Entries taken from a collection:
• • •

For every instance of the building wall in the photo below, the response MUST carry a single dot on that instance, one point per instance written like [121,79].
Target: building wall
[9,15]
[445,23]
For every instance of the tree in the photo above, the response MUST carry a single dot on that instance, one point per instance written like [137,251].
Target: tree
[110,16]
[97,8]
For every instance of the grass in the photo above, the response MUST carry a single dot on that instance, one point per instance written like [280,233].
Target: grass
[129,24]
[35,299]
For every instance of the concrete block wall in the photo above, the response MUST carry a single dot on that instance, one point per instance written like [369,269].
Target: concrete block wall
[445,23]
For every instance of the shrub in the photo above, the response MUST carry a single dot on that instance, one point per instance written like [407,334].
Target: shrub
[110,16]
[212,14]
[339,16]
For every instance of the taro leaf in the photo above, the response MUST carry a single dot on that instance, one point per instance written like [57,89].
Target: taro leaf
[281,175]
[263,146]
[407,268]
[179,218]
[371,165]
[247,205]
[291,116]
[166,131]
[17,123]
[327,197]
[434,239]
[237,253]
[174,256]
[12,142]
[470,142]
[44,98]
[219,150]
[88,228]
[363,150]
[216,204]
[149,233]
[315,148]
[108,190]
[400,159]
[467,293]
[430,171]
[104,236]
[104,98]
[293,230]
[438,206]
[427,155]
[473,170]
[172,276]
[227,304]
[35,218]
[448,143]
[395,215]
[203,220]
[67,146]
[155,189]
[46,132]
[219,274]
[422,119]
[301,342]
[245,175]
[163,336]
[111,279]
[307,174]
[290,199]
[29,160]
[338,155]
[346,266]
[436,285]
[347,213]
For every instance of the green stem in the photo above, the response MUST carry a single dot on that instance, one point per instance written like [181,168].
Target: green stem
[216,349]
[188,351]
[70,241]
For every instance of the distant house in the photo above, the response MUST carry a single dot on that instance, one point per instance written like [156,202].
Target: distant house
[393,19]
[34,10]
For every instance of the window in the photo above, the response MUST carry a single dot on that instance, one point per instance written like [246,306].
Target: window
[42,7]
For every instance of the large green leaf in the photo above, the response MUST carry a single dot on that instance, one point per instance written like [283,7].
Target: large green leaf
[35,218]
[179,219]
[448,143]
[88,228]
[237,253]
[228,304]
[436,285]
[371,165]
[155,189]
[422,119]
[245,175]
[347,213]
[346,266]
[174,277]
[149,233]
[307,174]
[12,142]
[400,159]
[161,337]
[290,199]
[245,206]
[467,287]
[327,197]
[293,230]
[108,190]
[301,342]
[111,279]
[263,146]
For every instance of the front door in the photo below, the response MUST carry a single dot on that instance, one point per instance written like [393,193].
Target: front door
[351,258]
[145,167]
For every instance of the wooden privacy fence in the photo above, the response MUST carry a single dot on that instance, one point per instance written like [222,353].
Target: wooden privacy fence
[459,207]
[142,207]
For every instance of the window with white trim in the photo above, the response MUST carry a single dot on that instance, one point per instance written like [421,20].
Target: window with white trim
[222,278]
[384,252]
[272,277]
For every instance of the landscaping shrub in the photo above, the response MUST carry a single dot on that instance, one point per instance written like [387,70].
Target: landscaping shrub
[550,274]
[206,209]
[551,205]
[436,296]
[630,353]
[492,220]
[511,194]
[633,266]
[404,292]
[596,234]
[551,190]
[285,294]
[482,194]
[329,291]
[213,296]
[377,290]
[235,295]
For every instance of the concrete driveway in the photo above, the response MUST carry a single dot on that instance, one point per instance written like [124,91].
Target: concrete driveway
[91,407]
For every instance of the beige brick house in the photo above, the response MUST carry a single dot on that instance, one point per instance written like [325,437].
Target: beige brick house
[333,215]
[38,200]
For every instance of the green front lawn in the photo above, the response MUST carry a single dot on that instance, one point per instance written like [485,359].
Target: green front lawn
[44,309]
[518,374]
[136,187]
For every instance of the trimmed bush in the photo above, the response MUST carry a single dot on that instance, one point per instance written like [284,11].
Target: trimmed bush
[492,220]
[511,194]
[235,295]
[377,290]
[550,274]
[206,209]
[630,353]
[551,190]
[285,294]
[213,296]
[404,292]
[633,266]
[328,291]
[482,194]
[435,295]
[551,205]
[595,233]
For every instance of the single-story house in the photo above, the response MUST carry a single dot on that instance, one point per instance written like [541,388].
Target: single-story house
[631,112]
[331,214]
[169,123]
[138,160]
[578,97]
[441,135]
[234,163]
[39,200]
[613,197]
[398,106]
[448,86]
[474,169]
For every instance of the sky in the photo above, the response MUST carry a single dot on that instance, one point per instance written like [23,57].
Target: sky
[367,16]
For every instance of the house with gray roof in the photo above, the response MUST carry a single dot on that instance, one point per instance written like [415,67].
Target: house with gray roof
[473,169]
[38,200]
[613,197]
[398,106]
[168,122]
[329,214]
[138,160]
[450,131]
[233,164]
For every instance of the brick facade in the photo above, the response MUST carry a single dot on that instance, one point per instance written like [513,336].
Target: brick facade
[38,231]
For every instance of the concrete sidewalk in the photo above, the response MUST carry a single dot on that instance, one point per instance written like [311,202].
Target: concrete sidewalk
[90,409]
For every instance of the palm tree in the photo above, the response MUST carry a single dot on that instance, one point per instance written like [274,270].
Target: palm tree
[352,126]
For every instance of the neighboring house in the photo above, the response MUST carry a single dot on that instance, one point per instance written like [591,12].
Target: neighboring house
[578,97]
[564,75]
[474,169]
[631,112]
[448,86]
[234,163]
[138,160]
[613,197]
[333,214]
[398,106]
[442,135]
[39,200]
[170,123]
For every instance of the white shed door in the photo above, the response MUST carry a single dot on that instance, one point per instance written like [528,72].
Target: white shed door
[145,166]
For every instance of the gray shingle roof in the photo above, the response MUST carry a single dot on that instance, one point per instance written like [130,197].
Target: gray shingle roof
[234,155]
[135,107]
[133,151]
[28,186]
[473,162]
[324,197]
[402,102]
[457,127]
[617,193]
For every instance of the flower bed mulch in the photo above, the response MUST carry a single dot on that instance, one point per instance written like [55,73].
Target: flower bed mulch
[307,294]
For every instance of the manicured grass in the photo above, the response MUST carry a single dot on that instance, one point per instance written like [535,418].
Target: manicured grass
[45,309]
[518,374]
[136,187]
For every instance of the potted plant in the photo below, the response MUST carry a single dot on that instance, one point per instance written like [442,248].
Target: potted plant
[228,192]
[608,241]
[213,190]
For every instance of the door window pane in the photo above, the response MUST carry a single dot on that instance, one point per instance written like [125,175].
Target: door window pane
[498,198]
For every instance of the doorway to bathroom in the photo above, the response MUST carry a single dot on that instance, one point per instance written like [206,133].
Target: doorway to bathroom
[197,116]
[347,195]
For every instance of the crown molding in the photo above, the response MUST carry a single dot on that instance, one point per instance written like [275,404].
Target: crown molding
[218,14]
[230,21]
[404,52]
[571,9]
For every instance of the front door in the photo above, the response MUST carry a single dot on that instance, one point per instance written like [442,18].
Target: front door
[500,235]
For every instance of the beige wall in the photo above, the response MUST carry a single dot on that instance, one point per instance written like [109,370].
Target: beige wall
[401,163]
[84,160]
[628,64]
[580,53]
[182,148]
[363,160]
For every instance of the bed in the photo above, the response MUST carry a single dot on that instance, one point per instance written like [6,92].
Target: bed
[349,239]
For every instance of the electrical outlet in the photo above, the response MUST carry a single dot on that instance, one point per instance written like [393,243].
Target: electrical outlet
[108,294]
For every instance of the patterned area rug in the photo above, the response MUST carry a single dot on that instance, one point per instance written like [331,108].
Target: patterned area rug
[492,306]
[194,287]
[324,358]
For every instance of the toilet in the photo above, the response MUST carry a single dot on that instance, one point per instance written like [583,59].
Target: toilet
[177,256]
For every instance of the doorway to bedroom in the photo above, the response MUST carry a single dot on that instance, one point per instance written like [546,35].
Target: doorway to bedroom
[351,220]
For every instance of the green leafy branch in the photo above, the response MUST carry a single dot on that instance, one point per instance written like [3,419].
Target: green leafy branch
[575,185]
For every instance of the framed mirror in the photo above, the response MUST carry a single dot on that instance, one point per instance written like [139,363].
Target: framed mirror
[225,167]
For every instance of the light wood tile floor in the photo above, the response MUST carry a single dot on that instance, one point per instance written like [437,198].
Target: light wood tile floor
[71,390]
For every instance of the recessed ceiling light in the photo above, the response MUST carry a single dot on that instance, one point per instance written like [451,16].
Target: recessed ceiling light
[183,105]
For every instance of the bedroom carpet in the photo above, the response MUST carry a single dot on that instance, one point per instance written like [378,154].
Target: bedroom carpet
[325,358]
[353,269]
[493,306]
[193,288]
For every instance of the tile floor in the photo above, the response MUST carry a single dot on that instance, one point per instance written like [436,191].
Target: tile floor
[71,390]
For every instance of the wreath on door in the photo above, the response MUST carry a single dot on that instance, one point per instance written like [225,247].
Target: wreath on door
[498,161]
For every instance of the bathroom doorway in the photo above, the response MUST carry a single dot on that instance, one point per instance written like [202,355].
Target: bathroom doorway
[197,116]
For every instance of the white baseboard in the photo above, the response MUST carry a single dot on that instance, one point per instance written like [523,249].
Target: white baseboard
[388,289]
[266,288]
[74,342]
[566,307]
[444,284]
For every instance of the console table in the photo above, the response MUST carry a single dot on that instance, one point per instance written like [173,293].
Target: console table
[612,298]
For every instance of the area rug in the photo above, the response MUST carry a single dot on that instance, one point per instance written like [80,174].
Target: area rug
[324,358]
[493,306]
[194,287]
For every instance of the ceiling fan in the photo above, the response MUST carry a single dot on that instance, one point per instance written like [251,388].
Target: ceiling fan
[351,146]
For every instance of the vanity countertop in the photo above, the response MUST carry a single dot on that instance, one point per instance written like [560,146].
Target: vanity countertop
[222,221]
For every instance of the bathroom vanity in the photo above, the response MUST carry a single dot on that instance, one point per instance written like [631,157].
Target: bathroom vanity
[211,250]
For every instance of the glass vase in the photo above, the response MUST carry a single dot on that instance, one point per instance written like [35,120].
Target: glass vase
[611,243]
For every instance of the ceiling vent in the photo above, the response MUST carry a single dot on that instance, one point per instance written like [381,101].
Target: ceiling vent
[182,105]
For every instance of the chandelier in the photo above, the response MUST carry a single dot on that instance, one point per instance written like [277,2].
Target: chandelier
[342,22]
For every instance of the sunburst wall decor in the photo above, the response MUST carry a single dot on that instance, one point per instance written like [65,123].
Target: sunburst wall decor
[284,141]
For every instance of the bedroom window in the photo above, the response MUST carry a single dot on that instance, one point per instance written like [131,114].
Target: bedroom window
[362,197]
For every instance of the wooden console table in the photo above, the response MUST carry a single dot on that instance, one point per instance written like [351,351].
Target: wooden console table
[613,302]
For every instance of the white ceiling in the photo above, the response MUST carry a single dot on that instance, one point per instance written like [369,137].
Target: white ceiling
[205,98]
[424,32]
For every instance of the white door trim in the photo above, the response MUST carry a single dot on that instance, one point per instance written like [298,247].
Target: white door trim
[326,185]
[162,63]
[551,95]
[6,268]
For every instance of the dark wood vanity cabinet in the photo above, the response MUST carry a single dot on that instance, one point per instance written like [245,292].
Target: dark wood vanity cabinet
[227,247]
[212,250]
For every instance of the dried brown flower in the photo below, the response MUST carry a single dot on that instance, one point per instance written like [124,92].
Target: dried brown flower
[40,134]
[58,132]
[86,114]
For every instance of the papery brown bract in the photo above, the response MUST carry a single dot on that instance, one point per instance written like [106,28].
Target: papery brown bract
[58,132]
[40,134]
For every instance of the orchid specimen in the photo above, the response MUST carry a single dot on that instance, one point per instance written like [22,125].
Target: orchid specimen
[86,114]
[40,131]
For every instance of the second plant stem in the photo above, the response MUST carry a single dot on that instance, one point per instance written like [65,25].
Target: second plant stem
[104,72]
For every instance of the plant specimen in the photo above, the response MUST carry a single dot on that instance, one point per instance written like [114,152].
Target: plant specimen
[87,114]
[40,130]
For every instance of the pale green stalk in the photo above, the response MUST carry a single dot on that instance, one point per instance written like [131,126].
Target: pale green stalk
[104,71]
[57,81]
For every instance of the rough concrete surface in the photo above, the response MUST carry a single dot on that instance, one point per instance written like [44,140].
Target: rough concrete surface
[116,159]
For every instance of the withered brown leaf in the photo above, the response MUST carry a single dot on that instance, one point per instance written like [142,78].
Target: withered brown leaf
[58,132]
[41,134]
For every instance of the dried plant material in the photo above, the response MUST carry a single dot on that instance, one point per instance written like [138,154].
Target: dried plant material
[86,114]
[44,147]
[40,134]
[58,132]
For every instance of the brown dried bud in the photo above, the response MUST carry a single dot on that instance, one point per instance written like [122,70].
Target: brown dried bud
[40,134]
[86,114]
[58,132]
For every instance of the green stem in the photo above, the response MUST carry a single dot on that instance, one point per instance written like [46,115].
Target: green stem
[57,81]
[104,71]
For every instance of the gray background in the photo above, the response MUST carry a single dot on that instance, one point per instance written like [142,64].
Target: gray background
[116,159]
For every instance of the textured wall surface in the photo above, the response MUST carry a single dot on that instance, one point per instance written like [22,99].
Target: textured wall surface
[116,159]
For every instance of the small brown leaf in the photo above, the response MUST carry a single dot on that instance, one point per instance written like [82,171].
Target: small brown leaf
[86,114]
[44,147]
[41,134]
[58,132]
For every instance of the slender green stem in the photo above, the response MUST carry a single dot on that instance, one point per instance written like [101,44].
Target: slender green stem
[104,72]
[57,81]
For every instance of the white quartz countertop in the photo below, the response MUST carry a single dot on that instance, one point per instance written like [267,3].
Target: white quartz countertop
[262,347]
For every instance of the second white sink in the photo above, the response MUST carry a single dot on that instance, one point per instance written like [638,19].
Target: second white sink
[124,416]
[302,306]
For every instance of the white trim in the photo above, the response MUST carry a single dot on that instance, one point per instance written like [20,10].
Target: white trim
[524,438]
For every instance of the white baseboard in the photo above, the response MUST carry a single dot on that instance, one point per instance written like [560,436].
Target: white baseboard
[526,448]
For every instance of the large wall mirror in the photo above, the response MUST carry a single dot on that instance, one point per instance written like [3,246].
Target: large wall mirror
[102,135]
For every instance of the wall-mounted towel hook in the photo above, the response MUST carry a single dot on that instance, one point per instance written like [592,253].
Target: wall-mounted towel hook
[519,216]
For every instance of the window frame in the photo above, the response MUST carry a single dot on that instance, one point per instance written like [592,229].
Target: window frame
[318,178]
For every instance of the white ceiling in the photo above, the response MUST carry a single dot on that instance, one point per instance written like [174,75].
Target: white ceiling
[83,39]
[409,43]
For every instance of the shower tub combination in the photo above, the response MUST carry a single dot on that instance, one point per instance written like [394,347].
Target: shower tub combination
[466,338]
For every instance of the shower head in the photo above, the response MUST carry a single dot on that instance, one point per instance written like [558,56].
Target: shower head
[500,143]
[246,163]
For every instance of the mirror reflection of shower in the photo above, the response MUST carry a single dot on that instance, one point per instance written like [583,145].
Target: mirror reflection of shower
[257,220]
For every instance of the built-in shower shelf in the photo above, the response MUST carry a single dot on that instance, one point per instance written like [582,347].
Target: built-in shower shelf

• • •

# [To do]
Provide the number of lines in the data above that contain the string "built", and nothing else.

# [Solved exercise]
2